-- Supplied information follows --

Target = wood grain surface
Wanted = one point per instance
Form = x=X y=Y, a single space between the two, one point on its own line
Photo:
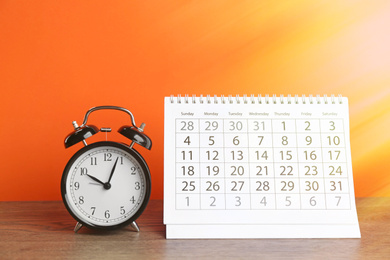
x=44 y=230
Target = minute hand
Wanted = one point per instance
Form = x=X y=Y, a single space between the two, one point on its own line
x=113 y=170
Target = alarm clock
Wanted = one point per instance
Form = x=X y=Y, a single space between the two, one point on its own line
x=106 y=185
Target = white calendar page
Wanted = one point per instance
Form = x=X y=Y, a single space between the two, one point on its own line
x=258 y=167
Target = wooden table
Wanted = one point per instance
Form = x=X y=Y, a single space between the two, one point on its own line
x=44 y=230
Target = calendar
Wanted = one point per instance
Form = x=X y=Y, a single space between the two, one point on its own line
x=258 y=167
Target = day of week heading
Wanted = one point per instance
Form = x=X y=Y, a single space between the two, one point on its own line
x=305 y=114
x=329 y=114
x=282 y=114
x=235 y=114
x=187 y=114
x=258 y=114
x=211 y=114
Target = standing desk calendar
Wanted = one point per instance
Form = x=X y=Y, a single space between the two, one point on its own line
x=258 y=167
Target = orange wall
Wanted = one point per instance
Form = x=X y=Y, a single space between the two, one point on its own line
x=59 y=58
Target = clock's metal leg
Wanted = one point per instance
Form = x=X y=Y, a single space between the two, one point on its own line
x=134 y=226
x=77 y=227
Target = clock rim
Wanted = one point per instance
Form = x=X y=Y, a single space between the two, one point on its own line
x=135 y=155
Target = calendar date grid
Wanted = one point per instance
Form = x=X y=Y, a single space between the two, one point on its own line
x=240 y=164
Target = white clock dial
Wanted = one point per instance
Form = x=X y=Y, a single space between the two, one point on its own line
x=106 y=184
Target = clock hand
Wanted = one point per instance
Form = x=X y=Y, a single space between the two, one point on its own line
x=113 y=169
x=95 y=179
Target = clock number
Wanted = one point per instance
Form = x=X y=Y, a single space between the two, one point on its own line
x=107 y=157
x=93 y=161
x=83 y=171
x=81 y=200
x=132 y=199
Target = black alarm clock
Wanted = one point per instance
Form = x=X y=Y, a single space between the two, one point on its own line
x=106 y=185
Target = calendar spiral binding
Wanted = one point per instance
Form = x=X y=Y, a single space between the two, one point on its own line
x=259 y=99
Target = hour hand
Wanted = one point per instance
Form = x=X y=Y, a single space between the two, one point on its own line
x=95 y=179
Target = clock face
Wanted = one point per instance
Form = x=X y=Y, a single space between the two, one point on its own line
x=106 y=185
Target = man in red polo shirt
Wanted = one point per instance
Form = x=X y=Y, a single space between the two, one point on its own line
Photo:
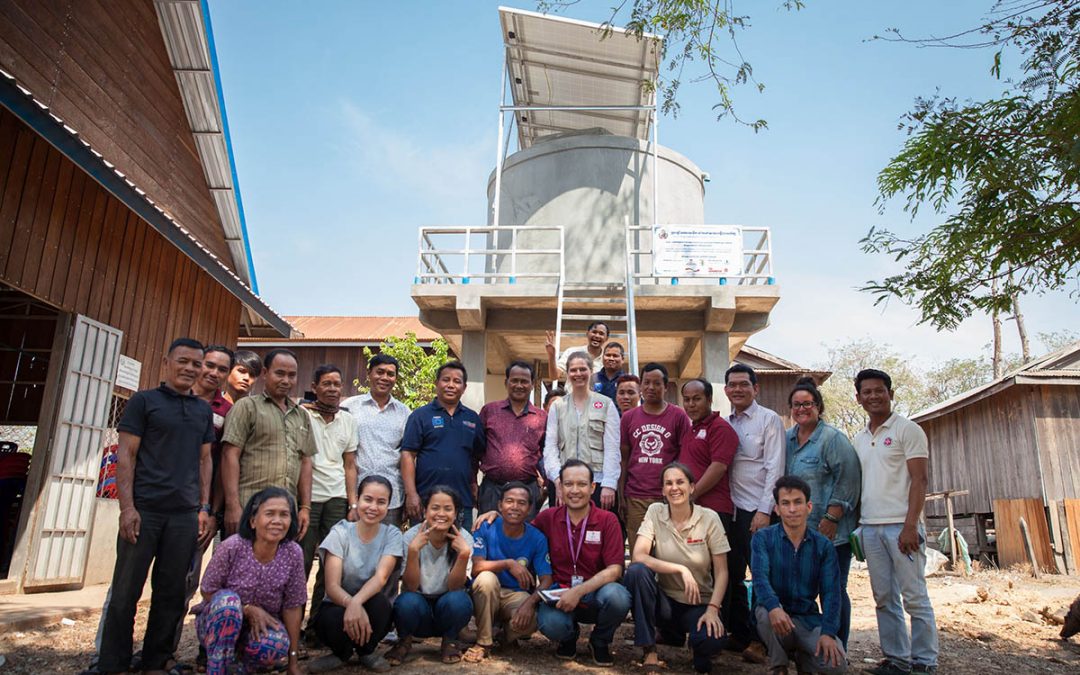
x=586 y=557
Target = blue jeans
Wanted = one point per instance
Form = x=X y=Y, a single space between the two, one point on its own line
x=895 y=576
x=444 y=617
x=606 y=608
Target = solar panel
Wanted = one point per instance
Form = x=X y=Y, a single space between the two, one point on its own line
x=553 y=61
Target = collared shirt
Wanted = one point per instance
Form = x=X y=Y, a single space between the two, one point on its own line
x=604 y=385
x=794 y=578
x=693 y=547
x=379 y=434
x=172 y=429
x=514 y=442
x=828 y=463
x=760 y=458
x=272 y=443
x=446 y=446
x=334 y=441
x=601 y=545
x=712 y=440
x=883 y=456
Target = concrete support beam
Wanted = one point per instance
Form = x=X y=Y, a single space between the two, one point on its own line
x=714 y=363
x=474 y=356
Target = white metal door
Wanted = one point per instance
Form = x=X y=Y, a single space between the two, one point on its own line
x=65 y=514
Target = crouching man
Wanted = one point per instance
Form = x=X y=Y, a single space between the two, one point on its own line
x=793 y=565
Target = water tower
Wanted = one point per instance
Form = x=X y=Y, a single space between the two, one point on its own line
x=590 y=218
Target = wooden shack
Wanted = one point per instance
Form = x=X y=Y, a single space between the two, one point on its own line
x=1014 y=445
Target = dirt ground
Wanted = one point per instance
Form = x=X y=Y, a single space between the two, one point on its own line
x=990 y=622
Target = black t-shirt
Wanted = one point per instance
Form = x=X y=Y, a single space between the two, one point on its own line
x=172 y=428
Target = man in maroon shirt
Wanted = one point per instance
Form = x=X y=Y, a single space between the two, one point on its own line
x=515 y=430
x=586 y=556
x=651 y=439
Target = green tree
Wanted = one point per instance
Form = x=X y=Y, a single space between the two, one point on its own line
x=700 y=43
x=416 y=367
x=1003 y=174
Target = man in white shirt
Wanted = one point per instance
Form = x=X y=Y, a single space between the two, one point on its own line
x=333 y=470
x=757 y=464
x=894 y=456
x=380 y=424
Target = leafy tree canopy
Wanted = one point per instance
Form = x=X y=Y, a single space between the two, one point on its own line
x=1004 y=174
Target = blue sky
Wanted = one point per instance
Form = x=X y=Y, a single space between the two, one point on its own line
x=353 y=123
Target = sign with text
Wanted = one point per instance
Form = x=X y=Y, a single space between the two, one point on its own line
x=697 y=251
x=127 y=373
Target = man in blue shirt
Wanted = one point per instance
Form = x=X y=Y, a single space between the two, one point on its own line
x=508 y=556
x=793 y=565
x=442 y=445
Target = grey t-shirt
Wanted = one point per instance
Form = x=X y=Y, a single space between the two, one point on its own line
x=359 y=559
x=435 y=564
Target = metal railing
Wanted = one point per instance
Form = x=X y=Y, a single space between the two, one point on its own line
x=441 y=248
x=756 y=267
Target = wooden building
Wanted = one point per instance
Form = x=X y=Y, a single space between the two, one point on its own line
x=121 y=228
x=1014 y=445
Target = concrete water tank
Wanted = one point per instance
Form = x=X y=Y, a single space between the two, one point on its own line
x=589 y=183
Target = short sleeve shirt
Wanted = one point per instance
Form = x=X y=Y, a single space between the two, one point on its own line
x=446 y=446
x=655 y=442
x=360 y=559
x=435 y=564
x=598 y=547
x=883 y=457
x=172 y=429
x=272 y=443
x=274 y=585
x=693 y=545
x=712 y=440
x=530 y=550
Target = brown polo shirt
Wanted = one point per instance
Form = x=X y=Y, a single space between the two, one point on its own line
x=272 y=443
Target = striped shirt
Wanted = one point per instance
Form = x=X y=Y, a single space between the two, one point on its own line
x=379 y=434
x=794 y=578
x=272 y=443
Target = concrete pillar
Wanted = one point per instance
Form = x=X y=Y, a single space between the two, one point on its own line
x=715 y=360
x=474 y=355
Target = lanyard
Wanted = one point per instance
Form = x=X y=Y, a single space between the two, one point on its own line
x=576 y=553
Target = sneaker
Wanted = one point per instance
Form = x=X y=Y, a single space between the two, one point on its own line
x=567 y=650
x=374 y=662
x=888 y=666
x=323 y=664
x=602 y=655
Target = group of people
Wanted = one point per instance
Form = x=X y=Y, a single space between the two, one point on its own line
x=408 y=539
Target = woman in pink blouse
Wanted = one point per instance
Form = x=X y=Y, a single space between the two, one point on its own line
x=255 y=590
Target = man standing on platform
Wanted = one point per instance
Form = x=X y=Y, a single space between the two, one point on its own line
x=758 y=463
x=268 y=442
x=380 y=424
x=443 y=444
x=163 y=480
x=893 y=454
x=514 y=448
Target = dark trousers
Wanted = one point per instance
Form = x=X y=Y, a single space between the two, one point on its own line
x=169 y=541
x=324 y=516
x=736 y=607
x=490 y=493
x=652 y=608
x=329 y=626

-- Supplied information concluded --

Instructions to follow :: Your copy of the entries should be exact and free of pictures.

Task solution ::
Target = wood grain surface
Wanted = one point per instance
Form = x=X y=Y, a single space between the two, one point on its own line
Photo:
x=44 y=230
Target = minute hand
Wanted = one point per instance
Form = x=X y=Y, a single space between the two, one point on its own line
x=113 y=170
Target = alarm clock
Wanted = one point per instance
Form = x=X y=Y, a single space between the two, one point on its own line
x=106 y=185
Target = white calendar page
Wanted = one point per instance
Form = x=X y=Y, a single space between the two, one point on its own line
x=258 y=167
Target = wooden table
Wanted = one point per instance
Form = x=X y=Y, a single space between the two, one point on its own line
x=44 y=230
Target = calendar
Wanted = one point per instance
Form = x=X y=Y, a single space between the two, one point on its own line
x=258 y=167
Target = day of week heading
Wanted = one point per instance
Form = x=X y=Y, a single space between the two, one point on its own line
x=305 y=114
x=329 y=114
x=282 y=114
x=235 y=114
x=187 y=114
x=258 y=114
x=211 y=114
Target = standing desk calendar
Wanted = one point per instance
Form = x=X y=Y, a single space between the two, one point on its own line
x=258 y=167
Target = orange wall
Wanted = one point per instance
Form = x=X y=Y, a single space between the two, one point on its own line
x=59 y=58
Target = clock's metal leg
Wanted = one point per instance
Form = x=X y=Y, a single space between the two, one point on its own line
x=134 y=226
x=77 y=227
Target = clock rim
Wanted = one point per instance
Form = x=X y=Y, a single space between the two, one point on its own line
x=135 y=155
Target = calendar date grid
Wanted = one point per instance
Form = x=X y=Y, a single space between the two, one point on its own line
x=240 y=164
Target = white clock dial
Wanted = one point per instance
Form = x=X y=Y, a single space between the two, one point on its own line
x=106 y=184
Target = clock hand
Wanted = one point per instance
Form = x=X y=Y, a single space between the two, one point on its own line
x=113 y=169
x=95 y=179
Target = clock number
Wanted = one point per instance
Form = x=X y=Y, a single space between the two, one point on its own line
x=107 y=157
x=93 y=161
x=83 y=171
x=81 y=200
x=132 y=199
Target = black alarm clock
Wanted = one point per instance
Form = x=X y=Y, a single space between the two, one point on its own line
x=106 y=185
Target = calendar spiral binding
Wanted = one point per instance
Form = x=X y=Y, a single space between the two, one point on its own line
x=259 y=99
Target = hour hand
Wanted = one point per instance
Form = x=X y=Y, a single space between the two, one point on its own line
x=95 y=179
Target = clock face
Wanted = one point per instance
Form = x=X y=Y, a single space between the two, one point on its own line
x=106 y=185
Target = man in red polo shirt
Wanted = one point per instance
Form = x=X y=Y, a single space between the two, one point on its own line
Photo:
x=586 y=557
Target = blue jeans
Wanted = one point per instance
Form = x=X y=Y, a single space between the two, one point on its own line
x=895 y=576
x=444 y=617
x=606 y=608
Target = solar panel
Wanted = one point per instance
Form = x=X y=Y, a single space between the two, one point on its own line
x=553 y=61
Target = collared shirt
Wanted = one point per instance
Form = x=X y=Y, a single space between the two, one point on its own line
x=604 y=385
x=794 y=578
x=693 y=547
x=379 y=434
x=172 y=429
x=514 y=442
x=828 y=463
x=760 y=458
x=272 y=443
x=446 y=446
x=334 y=441
x=601 y=545
x=712 y=440
x=883 y=456
Target = concrete support beam
Wanted = one point per instance
Form = x=X y=Y, a single space between the two, one point on its own line
x=714 y=363
x=474 y=356
Target = white metal door
Wanted = one point per instance
Form = x=X y=Y, a single space between the two, one point on its own line
x=65 y=514
Target = crouching man
Wanted = one point per instance
Form = x=X y=Y, a single space between the two, one point on its own line
x=793 y=565
Target = water tower
Wanted = one point per instance
Form = x=X y=Y, a single space between the two, one point on its own line
x=590 y=218
Target = wooden shack
Wanted = one point per instance
Form = x=X y=Y, a single space between the two, one point on its own line
x=1014 y=445
Target = dirt ground
Wanted = one point per instance
Form = x=X y=Y, a single space between the two, one point on its own line
x=990 y=622
Target = black t-shirt
Wanted = one point per instance
Form = x=X y=Y, a single space between the two, one point on its own line
x=172 y=428
Target = man in maroon shirt
Wanted = one point per instance
Form = x=X y=Y, a single space between the two, one point on its own line
x=515 y=430
x=586 y=556
x=651 y=439
Target = green tree
Wanted = one point per instance
Form = x=X y=Y, a single space between the two, one point on its own line
x=700 y=43
x=416 y=367
x=1003 y=174
Target = man in white shirt
Wanted = one point per instance
Form = x=X y=Y, a single space between the two, one point on its own line
x=333 y=470
x=757 y=464
x=894 y=456
x=380 y=424
Target = leafy tree canopy
Wanted = one point per instance
Form = x=X y=Y, a single space between the two, one point on its own line
x=1004 y=174
Target = blue sky
Wanted = one point per instance
Form = x=X y=Y, a single space between the two, one point on its own line
x=353 y=123
Target = sign with text
Wanted = one point per instance
Form = x=X y=Y, a single space between the two, one point on its own line
x=697 y=251
x=127 y=373
Target = man in blue shirt
Wanted = one point per instance
Form = x=X y=Y, a single space between the two, one point on its own line
x=508 y=556
x=793 y=565
x=442 y=445
Target = grey t-shirt
Wanted = one point per instance
Form = x=X y=Y, a single space between the two, one point on its own line
x=359 y=559
x=435 y=564
Target = metal railing
Wanted = one point per instance
Form = x=X y=Y, a single space between the two, one point on its own line
x=441 y=248
x=756 y=267
Target = wooden building
Wanted = one point per instance
Form = x=X y=Y, a single space between the two, one point on its own line
x=121 y=228
x=1014 y=445
Target = concrete water tank
Wanted = one point per instance
Form = x=X y=Y, a single space between the two, one point on its own line
x=589 y=183
Target = short sleeve shirt
Wanted = one point per instance
Form = x=X y=Y, a single space between the two, one point on its own line
x=446 y=446
x=655 y=442
x=360 y=559
x=435 y=564
x=598 y=547
x=883 y=457
x=172 y=429
x=272 y=443
x=274 y=585
x=693 y=545
x=712 y=440
x=530 y=550
Target = brown polo shirt
Wanted = one point per instance
Form = x=X y=Y, a single space between the two, one point on its own line
x=272 y=443
Target = striped shirt
Wanted = one point per instance
Form = x=X y=Y, a single space between the two, one point on its own line
x=379 y=434
x=794 y=578
x=272 y=443
Target = concrete pillar
Wanted = one point per instance
Form = x=X y=Y, a single space between the two, one point on its own line
x=715 y=360
x=474 y=355
Target = lanyard
Wanted = one point per instance
Form = x=X y=Y, a single space between the two, one point on its own line
x=576 y=553
Target = sneaker
Wanted = one point per instance
Form = x=X y=Y, a single space between the two, one point on its own line
x=567 y=650
x=374 y=662
x=888 y=666
x=323 y=664
x=602 y=655
Target = group of people
Wanted = one point per instance
Form = x=X y=Y, a single space between the two, one point on its own line
x=408 y=539
Target = woman in pink blouse
Wanted = one point per instance
Form = x=X y=Y, a single space between the two, one point on its own line
x=255 y=590
Target = man standing on platform
Wanted = one point per instance
Form = x=X y=Y, a single space between the two, one point on its own line
x=758 y=463
x=268 y=442
x=380 y=424
x=443 y=444
x=163 y=480
x=893 y=454
x=514 y=448
Target = dark trousers
Wanted = one point per instance
Form = x=X y=Y, a single space between the two, one point on its own line
x=169 y=541
x=324 y=516
x=736 y=607
x=490 y=493
x=652 y=608
x=329 y=626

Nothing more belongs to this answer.